The House of Representatives Science Committee passed by voice vote the Human Cloning Research Prohibition Act, H.R. 922. The bill, which also must be approved by the Commerce Committee before going to the House floor, prohibits federal funds for research involving the use of a human cell other than that of a sperm or egg to produce an embryo. It calls for recommendations within five years from the National Research Council on whether changes should be made to the law.
The bill is flawed on at least three counts, a biomedical issues consultant for the Southern Baptist Ethics and Religious Liberty Commission told the committee. In a letter faxed to the committee July 28, Ben Mitchell said the legislation falls short for the following reasons:
— It bans only federal funding of human cloning research instead of a prohibition on all such research.
— It fails to define “embryo.” Since both the National Bioethics Advisory Commission and the National Institutes of Health’s Human Embryo Research Panel use “pre-embryo” to define a human being from the time of fertilization to about 14 days, the bill should specify embryos from fertilization to birth are covered.

#### Input data:
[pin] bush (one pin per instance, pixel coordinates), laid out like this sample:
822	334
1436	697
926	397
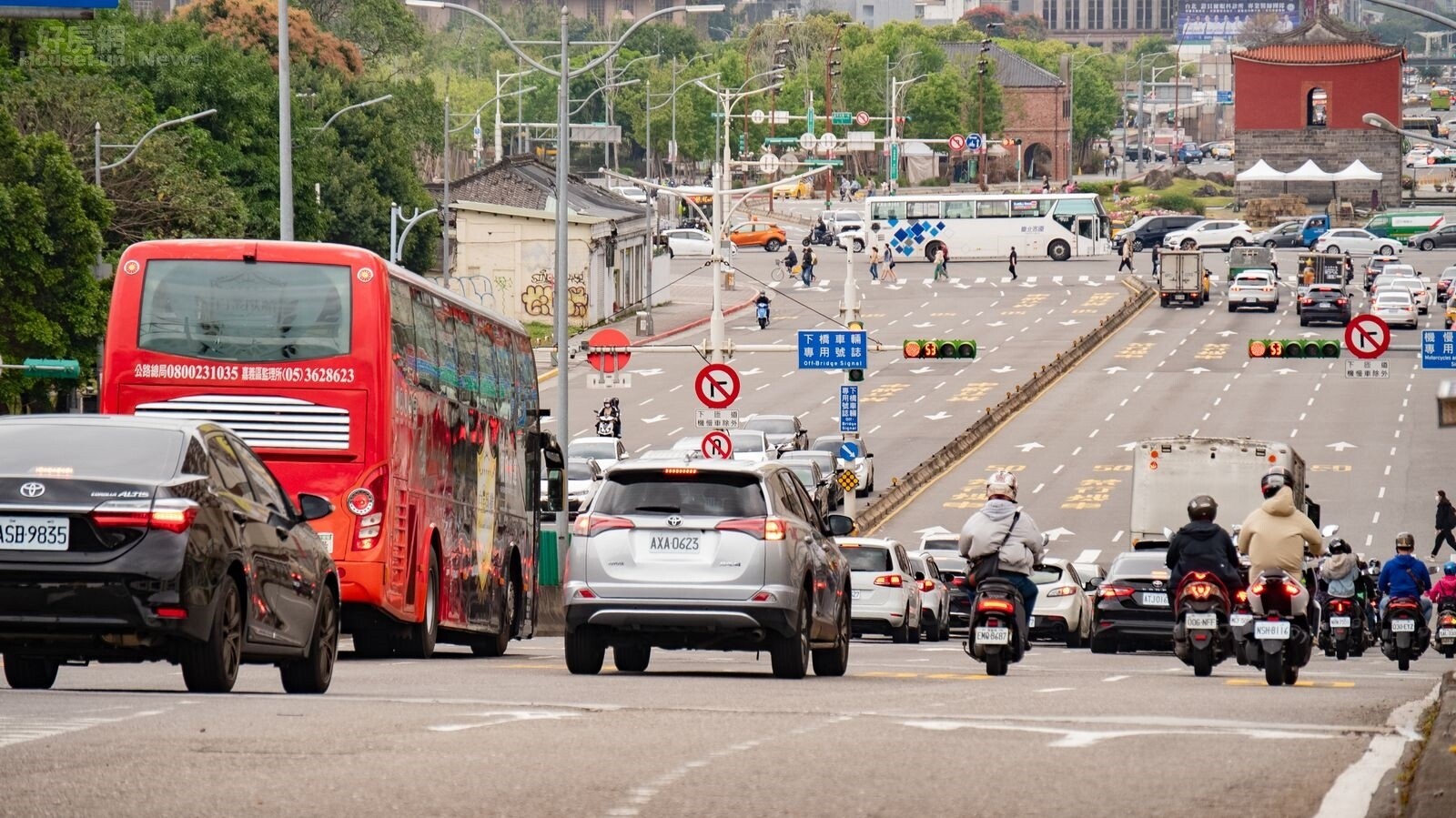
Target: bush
1178	203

#### Work to complete:
1. Quote the passage on the cloning bill word for word, beginning at "The House of" and ending after "all such research.".
2. Answer these questions from the passage on the cloning bill:
(a) Which other committee must approve the bill before it goes to the House floor?
(b) On what date was Ben Mitchell's letter faxed to the committee?
(c) Which term do the National Bioethics Advisory Commission and the Human Embryo Research Panel use for a human being from fertilization to about 14 days?
3. Carry on the passage on the cloning bill from the point where it stops.
The records have no connection to the passage on the cloning bill.

#### Task-by-task answers:
1.
The House of Representatives Science Committee passed by voice vote the Human Cloning Research Prohibition Act, H.R. 922. The bill, which also must be approved by the Commerce Committee before going to the House floor, prohibits federal funds for research involving the use of a human cell other than that of a sperm or egg to produce an embryo. It calls for recommendations within five years from the National Research Council on whether changes should be made to the law.
The bill is flawed on at least three counts, a biomedical issues consultant for the Southern Baptist Ethics and Religious Liberty Commission told the committee. In a letter faxed to the committee July 28, Ben Mitchell said the legislation falls short for the following reasons:
— It bans only federal funding of human cloning research instead of a prohibition on all such research.

2.
(a) The Commerce Committee.
(b) July 28.
(c) "Pre-embryo."

3.
— It permits Congress to revisit the issue within five years, even though the “moral status of unborn human life” will not change during that time.
The bill approved by the committee July 29 has holes “big enough to toss Dolly through,” Mitchell said. Dolly is the name of the sheep cloned earlier this year in Scotland that sparked a firestorm of debate that led to action by Congress.
“The time is right for an outright ban on the production of cloned human embryos from fertilization to birth, regardless of how the research is funded,” said Mitchell, who is assistant professor of Christian ethics at Southern Baptist Theological Seminary. “The vast majority of the American public favors a ban on both privately funded and publicly funded research. I frankly don’t understand the House Science Committee’s reticence on the issue.
“The fact that the committee can’t recommend a permanent ban demonstrates just how badly broken is our moral compass. It is not now, nor will it ever be, ethical to clone a human being. We don’t need to revisit that question, period.”
Mitchell also said, “The bill does not prohibit cloning human cells or tissues. We would support research which might result in tissue for burn patients or cell lines for persons with spinal cord injuries, but that research would not require cloning a human being.”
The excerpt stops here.